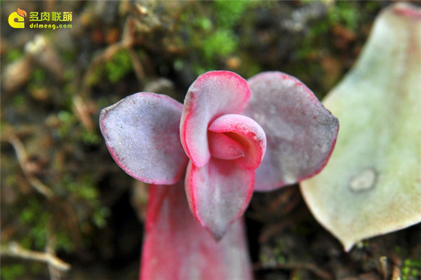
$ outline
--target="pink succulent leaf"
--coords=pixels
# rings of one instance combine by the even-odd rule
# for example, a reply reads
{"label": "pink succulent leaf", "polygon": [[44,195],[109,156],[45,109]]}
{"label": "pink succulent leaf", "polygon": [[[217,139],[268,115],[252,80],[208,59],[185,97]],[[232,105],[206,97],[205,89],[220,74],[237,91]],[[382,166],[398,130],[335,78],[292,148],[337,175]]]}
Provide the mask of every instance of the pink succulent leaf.
{"label": "pink succulent leaf", "polygon": [[274,190],[319,172],[333,149],[338,119],[293,76],[263,72],[248,83],[252,96],[242,113],[263,127],[267,141],[255,190]]}
{"label": "pink succulent leaf", "polygon": [[180,123],[181,143],[197,167],[210,158],[208,127],[215,118],[241,113],[250,99],[247,82],[235,73],[213,71],[199,76],[185,100]]}
{"label": "pink succulent leaf", "polygon": [[220,240],[243,214],[253,194],[255,174],[232,160],[211,158],[203,167],[189,162],[185,187],[196,219]]}
{"label": "pink succulent leaf", "polygon": [[235,160],[246,155],[246,148],[239,142],[223,133],[208,132],[209,150],[213,158]]}
{"label": "pink succulent leaf", "polygon": [[100,126],[116,162],[132,177],[173,184],[188,158],[180,141],[182,106],[166,95],[138,92],[102,109]]}
{"label": "pink succulent leaf", "polygon": [[182,182],[149,190],[140,280],[253,278],[242,220],[216,242],[192,216]]}
{"label": "pink succulent leaf", "polygon": [[241,167],[251,170],[259,167],[266,150],[266,135],[255,121],[243,115],[224,115],[212,122],[209,131],[228,136],[244,148],[244,155],[236,160]]}

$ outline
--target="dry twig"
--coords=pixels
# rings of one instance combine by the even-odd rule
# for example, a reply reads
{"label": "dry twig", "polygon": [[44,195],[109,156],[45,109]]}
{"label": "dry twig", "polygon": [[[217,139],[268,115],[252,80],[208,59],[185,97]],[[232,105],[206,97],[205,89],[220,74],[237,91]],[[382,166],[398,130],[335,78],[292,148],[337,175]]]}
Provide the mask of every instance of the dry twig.
{"label": "dry twig", "polygon": [[25,248],[22,248],[16,242],[11,242],[8,245],[6,246],[2,245],[0,253],[1,255],[46,262],[48,265],[63,272],[68,271],[71,267],[69,264],[64,262],[50,253],[27,250]]}

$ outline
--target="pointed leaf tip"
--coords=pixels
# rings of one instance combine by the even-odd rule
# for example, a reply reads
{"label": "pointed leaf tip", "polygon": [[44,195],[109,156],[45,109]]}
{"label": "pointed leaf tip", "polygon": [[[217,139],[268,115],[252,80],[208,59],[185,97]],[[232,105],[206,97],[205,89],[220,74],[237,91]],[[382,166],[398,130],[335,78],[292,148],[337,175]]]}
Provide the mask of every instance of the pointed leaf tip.
{"label": "pointed leaf tip", "polygon": [[180,141],[182,108],[166,95],[138,92],[102,109],[101,132],[120,167],[146,183],[176,182],[187,163]]}
{"label": "pointed leaf tip", "polygon": [[421,222],[420,10],[402,3],[384,9],[323,101],[340,121],[338,143],[323,171],[300,187],[346,251]]}
{"label": "pointed leaf tip", "polygon": [[191,162],[185,187],[189,205],[196,219],[216,240],[241,216],[250,202],[254,171],[231,160],[211,158],[203,167]]}

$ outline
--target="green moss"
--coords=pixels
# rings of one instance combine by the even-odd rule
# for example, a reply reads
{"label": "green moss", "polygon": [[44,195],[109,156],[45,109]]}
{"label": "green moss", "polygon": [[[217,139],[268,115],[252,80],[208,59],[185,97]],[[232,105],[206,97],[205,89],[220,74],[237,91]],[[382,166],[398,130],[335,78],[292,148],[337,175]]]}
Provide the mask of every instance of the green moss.
{"label": "green moss", "polygon": [[46,80],[46,72],[41,68],[37,68],[32,73],[32,79],[35,82],[42,83]]}
{"label": "green moss", "polygon": [[230,55],[237,47],[238,38],[231,30],[220,30],[205,38],[202,52],[206,58],[210,59],[215,55]]}
{"label": "green moss", "polygon": [[117,52],[112,58],[105,62],[105,71],[108,80],[116,83],[133,69],[128,52],[121,50]]}
{"label": "green moss", "polygon": [[215,0],[214,9],[218,24],[226,28],[232,27],[241,18],[244,11],[255,1]]}
{"label": "green moss", "polygon": [[18,60],[23,56],[23,52],[17,48],[13,48],[8,50],[6,54],[6,61],[13,62]]}

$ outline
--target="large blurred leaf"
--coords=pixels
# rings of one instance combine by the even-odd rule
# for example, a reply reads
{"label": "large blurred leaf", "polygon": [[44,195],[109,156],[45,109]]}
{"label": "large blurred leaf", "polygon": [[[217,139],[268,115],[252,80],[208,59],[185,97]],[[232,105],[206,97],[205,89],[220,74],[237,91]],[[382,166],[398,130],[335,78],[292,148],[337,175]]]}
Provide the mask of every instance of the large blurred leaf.
{"label": "large blurred leaf", "polygon": [[385,9],[354,69],[323,102],[336,148],[301,190],[345,250],[421,221],[421,10]]}

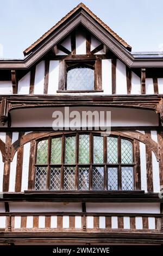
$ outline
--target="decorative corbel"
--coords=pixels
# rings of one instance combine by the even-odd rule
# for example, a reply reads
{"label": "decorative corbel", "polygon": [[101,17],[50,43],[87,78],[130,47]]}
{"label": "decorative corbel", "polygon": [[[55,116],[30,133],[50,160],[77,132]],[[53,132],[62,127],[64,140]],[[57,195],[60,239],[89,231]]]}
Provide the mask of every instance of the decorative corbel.
{"label": "decorative corbel", "polygon": [[12,93],[16,94],[17,93],[17,81],[15,70],[11,70],[11,81],[12,84]]}
{"label": "decorative corbel", "polygon": [[9,120],[9,104],[7,98],[2,98],[1,103],[0,120],[3,125]]}

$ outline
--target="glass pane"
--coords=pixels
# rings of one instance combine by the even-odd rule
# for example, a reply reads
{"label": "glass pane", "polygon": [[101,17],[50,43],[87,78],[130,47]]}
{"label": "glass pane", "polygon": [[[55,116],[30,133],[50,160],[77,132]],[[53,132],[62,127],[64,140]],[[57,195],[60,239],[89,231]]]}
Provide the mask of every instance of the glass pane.
{"label": "glass pane", "polygon": [[35,190],[46,190],[47,167],[36,167]]}
{"label": "glass pane", "polygon": [[79,163],[90,162],[90,136],[79,135]]}
{"label": "glass pane", "polygon": [[53,167],[51,173],[51,190],[60,190],[60,168]]}
{"label": "glass pane", "polygon": [[127,139],[121,139],[121,163],[131,163],[133,162],[133,144]]}
{"label": "glass pane", "polygon": [[75,190],[75,168],[64,167],[64,190]]}
{"label": "glass pane", "polygon": [[51,163],[61,163],[62,154],[62,138],[52,139]]}
{"label": "glass pane", "polygon": [[66,137],[65,163],[75,163],[76,161],[76,137]]}
{"label": "glass pane", "polygon": [[108,168],[108,190],[118,190],[118,172],[116,167]]}
{"label": "glass pane", "polygon": [[79,190],[89,190],[89,169],[80,168],[79,170]]}
{"label": "glass pane", "polygon": [[103,137],[100,136],[93,136],[94,163],[103,163]]}
{"label": "glass pane", "polygon": [[122,167],[122,190],[134,190],[133,167]]}
{"label": "glass pane", "polygon": [[84,65],[72,68],[67,72],[67,90],[94,90],[94,70]]}
{"label": "glass pane", "polygon": [[107,161],[109,163],[117,163],[118,162],[117,138],[107,137]]}
{"label": "glass pane", "polygon": [[104,190],[104,167],[93,167],[92,190]]}
{"label": "glass pane", "polygon": [[44,164],[47,162],[48,141],[40,141],[37,144],[36,163]]}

**TASK INSTRUCTIONS:**
From the listing above, pick out every line that contains the string "twig", with case counting.

**PROBLEM SOLUTION:**
--target="dry twig"
{"label": "dry twig", "polygon": [[44,195],[109,156],[45,109]]}
{"label": "dry twig", "polygon": [[[217,139],[268,115],[252,80],[208,59],[185,97]],[[232,105],[206,97],[205,89],[220,74],[237,91]],[[382,166],[398,130],[335,78],[292,148],[337,175]]]}
Provide the mask of every instance of the dry twig.
{"label": "dry twig", "polygon": [[25,248],[22,248],[16,242],[11,242],[8,245],[6,246],[2,245],[0,253],[1,255],[46,262],[48,265],[63,272],[68,271],[71,267],[69,264],[64,262],[50,253],[27,250]]}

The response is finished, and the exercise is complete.